Finally, DTNA's reference to the rounding methodology in the FMVSS No. 111 test procedure is also not applicable, since the rounding methodology refers to the conversion from English to metric units when direct measurement in metric units is not available—which is not the case with DTNA's subject noncompliance.

DTNA asserted that five inconsequential noncompliance petitions that NHTSA had previously granted support DTNA's subject petition. However, NHTSA disagrees because all of the five cited petitions are unrelated to school bus emergency exit identification. Furthermore, NHTSA emphasizes that the Agency examines every inconsequential noncompliance petition on its own merits. The Agency's decisions are necessarily highly fact dependent and limited to a particular and often narrow context. NHTSA therefore believes that prior determinations—that are not specific to the identification of school bus emergency exit labels—do not warrant granting this petition.

Instructions:
A: Retype the stretch from "DTNA asserted that" through "granting this petition." in the passage on DTNA's petition.
B: In the passage on DTNA's petition, why does NHTSA disagree that the five previously granted petitions support DTNA's petition?

Items:
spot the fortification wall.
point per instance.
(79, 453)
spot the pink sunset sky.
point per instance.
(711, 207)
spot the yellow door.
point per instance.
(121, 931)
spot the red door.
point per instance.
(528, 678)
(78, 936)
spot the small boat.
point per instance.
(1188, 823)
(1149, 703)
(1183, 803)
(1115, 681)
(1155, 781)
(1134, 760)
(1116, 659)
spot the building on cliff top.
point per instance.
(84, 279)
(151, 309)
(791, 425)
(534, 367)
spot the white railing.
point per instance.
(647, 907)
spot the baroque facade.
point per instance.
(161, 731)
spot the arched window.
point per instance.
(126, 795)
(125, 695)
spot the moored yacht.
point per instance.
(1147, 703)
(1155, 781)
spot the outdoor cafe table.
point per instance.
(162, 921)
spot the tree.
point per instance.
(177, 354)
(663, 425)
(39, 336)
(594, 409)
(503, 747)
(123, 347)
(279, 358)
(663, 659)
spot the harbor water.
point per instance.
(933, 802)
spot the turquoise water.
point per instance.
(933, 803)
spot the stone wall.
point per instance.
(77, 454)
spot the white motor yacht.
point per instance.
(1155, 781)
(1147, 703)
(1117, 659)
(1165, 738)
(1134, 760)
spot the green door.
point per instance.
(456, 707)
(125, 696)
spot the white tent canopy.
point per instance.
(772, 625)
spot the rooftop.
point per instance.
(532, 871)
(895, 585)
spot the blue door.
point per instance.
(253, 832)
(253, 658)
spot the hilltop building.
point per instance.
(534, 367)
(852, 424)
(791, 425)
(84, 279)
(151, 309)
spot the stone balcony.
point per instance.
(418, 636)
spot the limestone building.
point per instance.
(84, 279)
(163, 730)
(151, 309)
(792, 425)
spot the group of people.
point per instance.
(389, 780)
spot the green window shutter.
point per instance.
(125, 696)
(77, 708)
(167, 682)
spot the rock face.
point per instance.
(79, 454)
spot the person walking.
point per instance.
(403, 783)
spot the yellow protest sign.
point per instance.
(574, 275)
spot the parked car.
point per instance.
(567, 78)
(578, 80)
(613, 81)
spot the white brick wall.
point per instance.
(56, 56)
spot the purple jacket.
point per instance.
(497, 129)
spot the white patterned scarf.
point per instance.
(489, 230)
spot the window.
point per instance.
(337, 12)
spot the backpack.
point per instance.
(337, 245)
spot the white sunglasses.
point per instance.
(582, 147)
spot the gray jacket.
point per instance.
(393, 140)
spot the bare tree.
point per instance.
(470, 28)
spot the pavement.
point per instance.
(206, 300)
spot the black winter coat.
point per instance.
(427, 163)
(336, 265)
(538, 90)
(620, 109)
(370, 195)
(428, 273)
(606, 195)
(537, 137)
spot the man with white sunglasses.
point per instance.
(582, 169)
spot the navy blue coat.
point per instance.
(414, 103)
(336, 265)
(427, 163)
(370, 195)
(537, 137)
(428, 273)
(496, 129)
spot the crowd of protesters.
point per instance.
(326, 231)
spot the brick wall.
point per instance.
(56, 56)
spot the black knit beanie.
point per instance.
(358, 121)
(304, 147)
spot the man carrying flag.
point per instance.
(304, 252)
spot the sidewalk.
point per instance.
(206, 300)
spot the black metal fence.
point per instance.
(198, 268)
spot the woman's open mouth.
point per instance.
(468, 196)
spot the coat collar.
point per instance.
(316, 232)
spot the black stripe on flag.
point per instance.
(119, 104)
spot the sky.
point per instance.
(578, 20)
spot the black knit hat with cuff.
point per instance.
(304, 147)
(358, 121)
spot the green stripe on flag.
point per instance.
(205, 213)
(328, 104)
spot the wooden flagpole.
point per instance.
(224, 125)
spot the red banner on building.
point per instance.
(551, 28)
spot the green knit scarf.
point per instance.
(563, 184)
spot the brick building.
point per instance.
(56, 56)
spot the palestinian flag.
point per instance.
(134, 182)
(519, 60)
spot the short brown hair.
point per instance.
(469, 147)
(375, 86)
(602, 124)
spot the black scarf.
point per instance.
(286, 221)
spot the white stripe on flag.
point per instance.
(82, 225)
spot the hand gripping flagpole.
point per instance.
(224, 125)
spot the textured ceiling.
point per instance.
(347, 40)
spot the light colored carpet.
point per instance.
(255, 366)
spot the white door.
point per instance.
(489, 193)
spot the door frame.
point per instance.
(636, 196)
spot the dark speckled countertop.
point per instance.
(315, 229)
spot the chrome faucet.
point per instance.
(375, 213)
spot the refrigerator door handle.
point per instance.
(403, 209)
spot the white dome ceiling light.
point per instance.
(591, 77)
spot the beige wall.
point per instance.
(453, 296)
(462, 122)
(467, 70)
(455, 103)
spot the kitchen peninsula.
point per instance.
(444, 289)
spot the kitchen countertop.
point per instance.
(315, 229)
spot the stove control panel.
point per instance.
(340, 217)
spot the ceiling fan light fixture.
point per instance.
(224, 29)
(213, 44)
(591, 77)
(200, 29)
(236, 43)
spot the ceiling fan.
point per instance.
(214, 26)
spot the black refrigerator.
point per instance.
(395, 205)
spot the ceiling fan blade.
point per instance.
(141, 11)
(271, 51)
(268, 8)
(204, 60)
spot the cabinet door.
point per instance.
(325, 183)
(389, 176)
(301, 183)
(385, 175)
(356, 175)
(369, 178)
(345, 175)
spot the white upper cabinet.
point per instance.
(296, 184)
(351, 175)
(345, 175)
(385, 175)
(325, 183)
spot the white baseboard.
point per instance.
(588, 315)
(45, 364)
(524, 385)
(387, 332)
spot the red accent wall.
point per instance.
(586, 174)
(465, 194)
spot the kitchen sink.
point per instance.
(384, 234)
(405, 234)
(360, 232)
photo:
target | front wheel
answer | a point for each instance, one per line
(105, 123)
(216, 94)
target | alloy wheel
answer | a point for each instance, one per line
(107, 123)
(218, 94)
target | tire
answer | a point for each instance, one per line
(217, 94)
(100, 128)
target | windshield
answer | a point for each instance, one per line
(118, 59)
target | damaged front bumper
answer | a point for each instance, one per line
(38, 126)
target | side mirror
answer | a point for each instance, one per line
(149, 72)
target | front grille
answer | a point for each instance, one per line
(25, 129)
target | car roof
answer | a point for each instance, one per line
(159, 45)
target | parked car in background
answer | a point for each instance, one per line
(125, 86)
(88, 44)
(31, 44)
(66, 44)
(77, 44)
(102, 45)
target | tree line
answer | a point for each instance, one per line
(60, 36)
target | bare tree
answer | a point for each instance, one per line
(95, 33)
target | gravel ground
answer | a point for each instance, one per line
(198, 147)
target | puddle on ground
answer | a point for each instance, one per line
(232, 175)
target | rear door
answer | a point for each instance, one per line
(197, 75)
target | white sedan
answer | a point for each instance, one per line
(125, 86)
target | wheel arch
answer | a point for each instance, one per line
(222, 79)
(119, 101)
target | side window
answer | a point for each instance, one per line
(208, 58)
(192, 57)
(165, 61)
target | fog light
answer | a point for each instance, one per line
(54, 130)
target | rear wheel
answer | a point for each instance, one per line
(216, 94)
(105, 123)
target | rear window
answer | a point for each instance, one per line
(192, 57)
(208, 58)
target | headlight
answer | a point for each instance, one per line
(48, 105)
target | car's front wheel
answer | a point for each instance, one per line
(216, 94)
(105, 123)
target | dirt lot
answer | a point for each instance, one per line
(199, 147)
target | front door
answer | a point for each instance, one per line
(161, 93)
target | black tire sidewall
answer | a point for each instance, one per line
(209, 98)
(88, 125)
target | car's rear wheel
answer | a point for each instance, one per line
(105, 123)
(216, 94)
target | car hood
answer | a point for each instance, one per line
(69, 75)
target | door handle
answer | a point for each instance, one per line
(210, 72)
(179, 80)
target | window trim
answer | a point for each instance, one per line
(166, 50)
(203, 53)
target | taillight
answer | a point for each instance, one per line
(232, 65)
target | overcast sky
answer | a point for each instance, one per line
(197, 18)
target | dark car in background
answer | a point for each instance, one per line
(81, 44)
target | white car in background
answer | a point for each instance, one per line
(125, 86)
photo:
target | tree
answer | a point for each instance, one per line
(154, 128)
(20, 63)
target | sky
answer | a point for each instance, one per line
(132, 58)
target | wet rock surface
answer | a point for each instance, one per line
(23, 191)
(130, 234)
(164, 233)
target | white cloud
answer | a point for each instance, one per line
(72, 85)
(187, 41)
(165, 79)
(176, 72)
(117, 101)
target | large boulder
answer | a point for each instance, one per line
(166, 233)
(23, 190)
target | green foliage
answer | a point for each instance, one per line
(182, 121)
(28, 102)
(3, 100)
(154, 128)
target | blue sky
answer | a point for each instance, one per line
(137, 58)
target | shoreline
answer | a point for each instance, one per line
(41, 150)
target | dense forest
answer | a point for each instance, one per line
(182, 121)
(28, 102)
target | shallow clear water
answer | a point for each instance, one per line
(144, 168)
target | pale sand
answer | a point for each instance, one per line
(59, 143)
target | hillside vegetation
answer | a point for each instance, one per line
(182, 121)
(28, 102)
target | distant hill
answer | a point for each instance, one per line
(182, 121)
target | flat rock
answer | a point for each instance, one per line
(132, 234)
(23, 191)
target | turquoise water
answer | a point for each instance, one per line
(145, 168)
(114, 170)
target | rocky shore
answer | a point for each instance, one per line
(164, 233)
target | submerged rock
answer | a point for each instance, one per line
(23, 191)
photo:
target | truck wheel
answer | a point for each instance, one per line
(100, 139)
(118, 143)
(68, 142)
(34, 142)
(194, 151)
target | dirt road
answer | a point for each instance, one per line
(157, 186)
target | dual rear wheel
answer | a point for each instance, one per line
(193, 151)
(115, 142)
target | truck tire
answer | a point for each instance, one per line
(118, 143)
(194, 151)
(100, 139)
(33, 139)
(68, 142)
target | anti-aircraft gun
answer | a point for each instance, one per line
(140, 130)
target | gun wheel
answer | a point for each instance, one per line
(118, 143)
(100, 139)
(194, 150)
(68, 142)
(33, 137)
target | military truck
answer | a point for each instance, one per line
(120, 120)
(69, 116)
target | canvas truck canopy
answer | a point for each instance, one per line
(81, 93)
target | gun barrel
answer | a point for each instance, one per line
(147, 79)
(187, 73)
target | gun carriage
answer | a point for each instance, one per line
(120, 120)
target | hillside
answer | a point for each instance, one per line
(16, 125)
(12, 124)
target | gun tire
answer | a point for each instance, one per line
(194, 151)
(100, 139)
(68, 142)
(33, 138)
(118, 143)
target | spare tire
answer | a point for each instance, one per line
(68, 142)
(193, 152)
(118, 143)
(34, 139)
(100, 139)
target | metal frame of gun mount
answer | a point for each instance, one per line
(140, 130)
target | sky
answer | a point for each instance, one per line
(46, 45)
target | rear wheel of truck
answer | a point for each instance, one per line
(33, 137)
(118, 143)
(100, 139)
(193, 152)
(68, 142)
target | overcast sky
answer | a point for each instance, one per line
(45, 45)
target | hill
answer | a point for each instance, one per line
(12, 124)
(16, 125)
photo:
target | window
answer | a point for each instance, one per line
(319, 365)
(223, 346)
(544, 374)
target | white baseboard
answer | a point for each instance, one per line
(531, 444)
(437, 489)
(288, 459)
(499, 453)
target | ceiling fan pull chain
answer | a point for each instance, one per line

Outputs:
A:
DTNA asserted that five inconsequential noncompliance petitions that NHTSA had previously granted support DTNA's subject petition. However, NHTSA disagrees because all of the five cited petitions are unrelated to school bus emergency exit identification. Furthermore, NHTSA emphasizes that the Agency examines every inconsequential noncompliance petition on its own merits. The Agency's decisions are necessarily highly fact dependent and limited to a particular and often narrow context. NHTSA therefore believes that prior determinations—that are not specific to the identification of school bus emergency exit labels—do not warrant granting this petition.

B: All five cited petitions are unrelated to school bus emergency exit identification.